══ Source material ══

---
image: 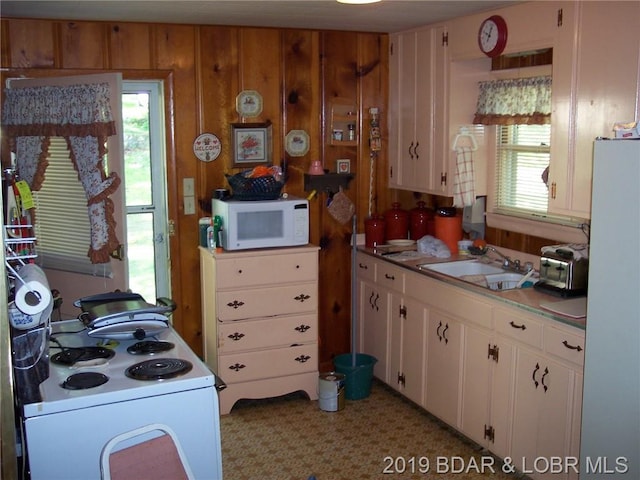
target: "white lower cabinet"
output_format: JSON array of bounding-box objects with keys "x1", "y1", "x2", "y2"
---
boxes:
[
  {"x1": 360, "y1": 281, "x2": 390, "y2": 382},
  {"x1": 425, "y1": 309, "x2": 461, "y2": 426},
  {"x1": 356, "y1": 252, "x2": 585, "y2": 480},
  {"x1": 200, "y1": 246, "x2": 319, "y2": 415},
  {"x1": 390, "y1": 294, "x2": 426, "y2": 405}
]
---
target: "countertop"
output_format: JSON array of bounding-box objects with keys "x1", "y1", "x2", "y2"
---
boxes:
[{"x1": 358, "y1": 246, "x2": 587, "y2": 330}]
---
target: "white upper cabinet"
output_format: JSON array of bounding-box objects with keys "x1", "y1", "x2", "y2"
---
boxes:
[
  {"x1": 549, "y1": 1, "x2": 640, "y2": 219},
  {"x1": 388, "y1": 25, "x2": 450, "y2": 194}
]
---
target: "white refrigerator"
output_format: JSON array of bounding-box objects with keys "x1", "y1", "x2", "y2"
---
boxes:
[{"x1": 581, "y1": 139, "x2": 640, "y2": 479}]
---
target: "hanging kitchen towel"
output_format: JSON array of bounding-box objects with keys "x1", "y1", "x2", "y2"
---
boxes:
[
  {"x1": 453, "y1": 146, "x2": 475, "y2": 208},
  {"x1": 327, "y1": 188, "x2": 355, "y2": 225}
]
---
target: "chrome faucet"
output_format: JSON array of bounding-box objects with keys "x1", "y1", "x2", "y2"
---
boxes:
[{"x1": 485, "y1": 246, "x2": 533, "y2": 273}]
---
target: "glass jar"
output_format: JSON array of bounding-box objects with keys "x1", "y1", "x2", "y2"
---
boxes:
[
  {"x1": 364, "y1": 215, "x2": 386, "y2": 248},
  {"x1": 384, "y1": 202, "x2": 409, "y2": 241}
]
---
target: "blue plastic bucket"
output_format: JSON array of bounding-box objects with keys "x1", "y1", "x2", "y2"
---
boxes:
[{"x1": 333, "y1": 353, "x2": 377, "y2": 400}]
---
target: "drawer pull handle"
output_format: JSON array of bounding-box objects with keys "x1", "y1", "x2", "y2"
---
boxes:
[
  {"x1": 436, "y1": 321, "x2": 443, "y2": 341},
  {"x1": 509, "y1": 321, "x2": 527, "y2": 330},
  {"x1": 294, "y1": 293, "x2": 311, "y2": 302},
  {"x1": 227, "y1": 300, "x2": 245, "y2": 309},
  {"x1": 374, "y1": 293, "x2": 379, "y2": 311},
  {"x1": 228, "y1": 332, "x2": 245, "y2": 341},
  {"x1": 541, "y1": 367, "x2": 549, "y2": 392},
  {"x1": 229, "y1": 363, "x2": 245, "y2": 372},
  {"x1": 385, "y1": 273, "x2": 395, "y2": 280},
  {"x1": 295, "y1": 355, "x2": 311, "y2": 363},
  {"x1": 359, "y1": 263, "x2": 369, "y2": 270},
  {"x1": 532, "y1": 362, "x2": 540, "y2": 388},
  {"x1": 442, "y1": 323, "x2": 449, "y2": 345},
  {"x1": 295, "y1": 324, "x2": 311, "y2": 333},
  {"x1": 562, "y1": 340, "x2": 583, "y2": 352}
]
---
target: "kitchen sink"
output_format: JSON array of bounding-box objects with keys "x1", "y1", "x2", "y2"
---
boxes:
[
  {"x1": 418, "y1": 260, "x2": 504, "y2": 277},
  {"x1": 418, "y1": 260, "x2": 535, "y2": 291}
]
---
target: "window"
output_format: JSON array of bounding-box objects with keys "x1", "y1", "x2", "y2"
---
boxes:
[
  {"x1": 494, "y1": 124, "x2": 550, "y2": 217},
  {"x1": 34, "y1": 138, "x2": 107, "y2": 276}
]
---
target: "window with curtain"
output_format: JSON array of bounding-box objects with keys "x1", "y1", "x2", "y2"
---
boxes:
[{"x1": 474, "y1": 76, "x2": 553, "y2": 221}]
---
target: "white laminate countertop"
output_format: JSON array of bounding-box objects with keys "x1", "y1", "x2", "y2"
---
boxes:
[{"x1": 358, "y1": 246, "x2": 587, "y2": 330}]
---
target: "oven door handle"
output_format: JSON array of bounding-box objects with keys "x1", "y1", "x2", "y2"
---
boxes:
[{"x1": 214, "y1": 373, "x2": 227, "y2": 392}]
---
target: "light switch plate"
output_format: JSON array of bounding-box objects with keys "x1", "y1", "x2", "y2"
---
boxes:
[
  {"x1": 184, "y1": 196, "x2": 195, "y2": 215},
  {"x1": 183, "y1": 177, "x2": 195, "y2": 197}
]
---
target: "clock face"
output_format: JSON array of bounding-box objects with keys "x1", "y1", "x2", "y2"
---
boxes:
[{"x1": 478, "y1": 15, "x2": 508, "y2": 57}]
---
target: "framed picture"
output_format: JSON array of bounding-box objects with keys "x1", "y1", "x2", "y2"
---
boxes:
[
  {"x1": 337, "y1": 159, "x2": 351, "y2": 174},
  {"x1": 231, "y1": 122, "x2": 272, "y2": 168}
]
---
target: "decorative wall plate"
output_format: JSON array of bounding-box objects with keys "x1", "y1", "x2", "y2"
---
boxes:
[
  {"x1": 193, "y1": 133, "x2": 221, "y2": 162},
  {"x1": 236, "y1": 90, "x2": 263, "y2": 117},
  {"x1": 285, "y1": 130, "x2": 310, "y2": 157}
]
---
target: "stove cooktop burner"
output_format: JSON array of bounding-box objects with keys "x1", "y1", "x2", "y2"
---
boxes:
[
  {"x1": 125, "y1": 358, "x2": 193, "y2": 380},
  {"x1": 61, "y1": 372, "x2": 109, "y2": 390},
  {"x1": 51, "y1": 347, "x2": 115, "y2": 366},
  {"x1": 127, "y1": 340, "x2": 175, "y2": 355}
]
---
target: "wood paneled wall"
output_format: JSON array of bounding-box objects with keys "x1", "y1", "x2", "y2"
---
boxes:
[{"x1": 0, "y1": 17, "x2": 390, "y2": 367}]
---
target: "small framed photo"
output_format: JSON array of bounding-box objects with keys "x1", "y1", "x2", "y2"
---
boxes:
[
  {"x1": 337, "y1": 159, "x2": 351, "y2": 174},
  {"x1": 231, "y1": 122, "x2": 272, "y2": 168}
]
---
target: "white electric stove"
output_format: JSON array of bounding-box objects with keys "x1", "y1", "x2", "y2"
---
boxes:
[{"x1": 21, "y1": 319, "x2": 223, "y2": 480}]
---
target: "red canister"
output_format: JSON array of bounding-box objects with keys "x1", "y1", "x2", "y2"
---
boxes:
[
  {"x1": 384, "y1": 202, "x2": 409, "y2": 241},
  {"x1": 364, "y1": 215, "x2": 386, "y2": 248},
  {"x1": 409, "y1": 201, "x2": 434, "y2": 241},
  {"x1": 434, "y1": 212, "x2": 462, "y2": 255}
]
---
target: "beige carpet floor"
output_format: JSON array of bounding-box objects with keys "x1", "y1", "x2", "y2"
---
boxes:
[{"x1": 220, "y1": 380, "x2": 527, "y2": 480}]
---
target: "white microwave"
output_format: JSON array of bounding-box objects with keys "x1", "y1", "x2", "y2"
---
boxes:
[{"x1": 212, "y1": 196, "x2": 309, "y2": 250}]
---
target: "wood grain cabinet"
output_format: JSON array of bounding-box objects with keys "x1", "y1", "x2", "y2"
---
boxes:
[{"x1": 200, "y1": 245, "x2": 319, "y2": 415}]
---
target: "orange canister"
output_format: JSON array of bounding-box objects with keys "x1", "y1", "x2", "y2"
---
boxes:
[
  {"x1": 409, "y1": 201, "x2": 434, "y2": 241},
  {"x1": 384, "y1": 203, "x2": 409, "y2": 241},
  {"x1": 434, "y1": 210, "x2": 462, "y2": 255},
  {"x1": 364, "y1": 215, "x2": 386, "y2": 248}
]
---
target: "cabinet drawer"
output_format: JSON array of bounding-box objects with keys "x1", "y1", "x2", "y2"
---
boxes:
[
  {"x1": 495, "y1": 307, "x2": 543, "y2": 349},
  {"x1": 355, "y1": 252, "x2": 376, "y2": 283},
  {"x1": 216, "y1": 251, "x2": 317, "y2": 289},
  {"x1": 377, "y1": 262, "x2": 404, "y2": 292},
  {"x1": 218, "y1": 283, "x2": 317, "y2": 321},
  {"x1": 218, "y1": 314, "x2": 317, "y2": 353},
  {"x1": 545, "y1": 325, "x2": 585, "y2": 366},
  {"x1": 218, "y1": 344, "x2": 317, "y2": 384}
]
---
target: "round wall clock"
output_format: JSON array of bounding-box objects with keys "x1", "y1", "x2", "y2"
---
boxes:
[
  {"x1": 193, "y1": 133, "x2": 221, "y2": 162},
  {"x1": 478, "y1": 15, "x2": 508, "y2": 58}
]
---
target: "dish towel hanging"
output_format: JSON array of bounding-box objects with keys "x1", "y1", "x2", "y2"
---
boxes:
[{"x1": 453, "y1": 146, "x2": 475, "y2": 207}]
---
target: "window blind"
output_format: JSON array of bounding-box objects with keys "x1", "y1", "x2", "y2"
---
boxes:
[
  {"x1": 495, "y1": 124, "x2": 550, "y2": 215},
  {"x1": 34, "y1": 137, "x2": 112, "y2": 276}
]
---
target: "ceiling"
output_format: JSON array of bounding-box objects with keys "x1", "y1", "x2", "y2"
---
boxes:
[{"x1": 1, "y1": 0, "x2": 522, "y2": 34}]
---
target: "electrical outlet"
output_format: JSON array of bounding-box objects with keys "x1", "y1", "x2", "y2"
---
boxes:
[
  {"x1": 183, "y1": 177, "x2": 195, "y2": 197},
  {"x1": 184, "y1": 196, "x2": 195, "y2": 215}
]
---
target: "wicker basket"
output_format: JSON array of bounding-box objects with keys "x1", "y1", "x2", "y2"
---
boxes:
[{"x1": 226, "y1": 173, "x2": 284, "y2": 201}]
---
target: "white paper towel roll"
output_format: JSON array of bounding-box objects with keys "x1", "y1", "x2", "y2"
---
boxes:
[{"x1": 14, "y1": 264, "x2": 53, "y2": 316}]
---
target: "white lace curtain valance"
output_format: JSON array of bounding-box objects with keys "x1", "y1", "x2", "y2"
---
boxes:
[
  {"x1": 473, "y1": 76, "x2": 552, "y2": 125},
  {"x1": 2, "y1": 82, "x2": 121, "y2": 264}
]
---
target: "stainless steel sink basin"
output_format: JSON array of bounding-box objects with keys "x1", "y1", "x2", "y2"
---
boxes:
[
  {"x1": 418, "y1": 260, "x2": 534, "y2": 291},
  {"x1": 418, "y1": 260, "x2": 504, "y2": 277}
]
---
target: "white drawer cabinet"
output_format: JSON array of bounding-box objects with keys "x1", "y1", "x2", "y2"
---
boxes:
[{"x1": 200, "y1": 246, "x2": 319, "y2": 415}]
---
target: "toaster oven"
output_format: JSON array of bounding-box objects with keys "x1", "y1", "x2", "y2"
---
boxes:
[{"x1": 534, "y1": 248, "x2": 588, "y2": 297}]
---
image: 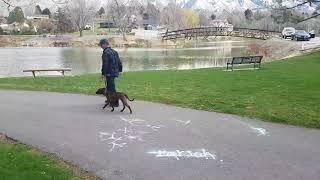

═══

◆ Problem to work on ◆
Using the entries above, work out how many lines include the word "oven", and give only that count.

◆ Solution for this problem ◆
2